- [Directions] Render everything from the row containing "like [405, 24]." down through the last of the rows, both ends included, as a numbered list, leaving out blank lines.

- [Supplied records]
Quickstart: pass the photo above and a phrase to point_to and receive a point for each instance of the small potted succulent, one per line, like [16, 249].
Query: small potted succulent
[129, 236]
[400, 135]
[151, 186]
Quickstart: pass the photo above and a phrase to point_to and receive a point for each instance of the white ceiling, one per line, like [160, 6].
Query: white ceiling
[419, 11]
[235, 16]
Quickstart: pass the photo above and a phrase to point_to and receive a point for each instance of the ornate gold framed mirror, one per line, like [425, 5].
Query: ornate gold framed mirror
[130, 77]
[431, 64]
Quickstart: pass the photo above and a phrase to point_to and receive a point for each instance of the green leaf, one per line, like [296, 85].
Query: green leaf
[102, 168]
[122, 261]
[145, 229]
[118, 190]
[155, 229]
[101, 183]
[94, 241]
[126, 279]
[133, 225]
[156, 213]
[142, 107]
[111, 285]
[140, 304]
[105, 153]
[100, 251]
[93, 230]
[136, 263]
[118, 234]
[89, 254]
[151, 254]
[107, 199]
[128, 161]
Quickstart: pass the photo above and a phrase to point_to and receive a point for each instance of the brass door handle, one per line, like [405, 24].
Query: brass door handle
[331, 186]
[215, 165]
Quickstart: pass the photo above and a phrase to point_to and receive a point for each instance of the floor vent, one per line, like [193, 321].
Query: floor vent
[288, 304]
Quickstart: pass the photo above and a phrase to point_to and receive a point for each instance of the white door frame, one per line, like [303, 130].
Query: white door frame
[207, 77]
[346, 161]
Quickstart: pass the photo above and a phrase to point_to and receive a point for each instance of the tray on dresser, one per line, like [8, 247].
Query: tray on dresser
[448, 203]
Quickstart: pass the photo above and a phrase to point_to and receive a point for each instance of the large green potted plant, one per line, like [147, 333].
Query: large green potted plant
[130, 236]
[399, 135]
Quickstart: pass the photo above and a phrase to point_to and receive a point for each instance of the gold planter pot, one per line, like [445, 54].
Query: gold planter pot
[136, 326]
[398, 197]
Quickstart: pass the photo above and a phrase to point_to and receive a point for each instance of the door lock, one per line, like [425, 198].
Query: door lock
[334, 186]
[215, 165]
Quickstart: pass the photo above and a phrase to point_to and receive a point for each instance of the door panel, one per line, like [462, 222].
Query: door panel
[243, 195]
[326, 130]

- [Answer in full]
1. Quickstart: pass the photo above and a phrase to point_to and receive a point for each instance of the brass door handle, one per line, like [405, 24].
2. Query: brass door handle
3. [331, 186]
4. [215, 165]
5. Quickstart: pass the photo above and a phrase to point_to and receive a point for each instance of the floor vent, one per line, like [193, 321].
6. Query: floor vent
7. [288, 304]
8. Quickstart: pass the photo above and a phrase to point_to and receive a point for each instance of the white door frame, one per line, like [303, 130].
9. Query: white door frame
10. [207, 77]
11. [346, 161]
12. Quickstart: pass the photo above and a phrase to point_to and receive a point for each instance of the tray on dresser, one per line, like [8, 247].
13. Query: tray on dresser
14. [448, 203]
15. Quickstart: pass the photo above and a phrase to point_to and receive a point for each instance of the large green potted plant, one per line, like [147, 333].
16. Query: large green potted plant
17. [130, 236]
18. [399, 135]
19. Quickstart: pass the photo above and a phrase to point_to and receive a point for each instance of the gold planter pot, one per line, like [445, 54].
20. Query: gold planter pot
21. [136, 326]
22. [398, 197]
23. Quickstart: pass the photo above and a phrase to point_to and receive a point for each instance of the door lock, one per line, like [425, 198].
24. Query: door lock
25. [334, 186]
26. [215, 165]
27. Quickstart: pass the photo above and a phrase to point_to and receive a point for each instance of the door panel, one per line, like [462, 222].
28. Query: door panel
29. [243, 195]
30. [326, 130]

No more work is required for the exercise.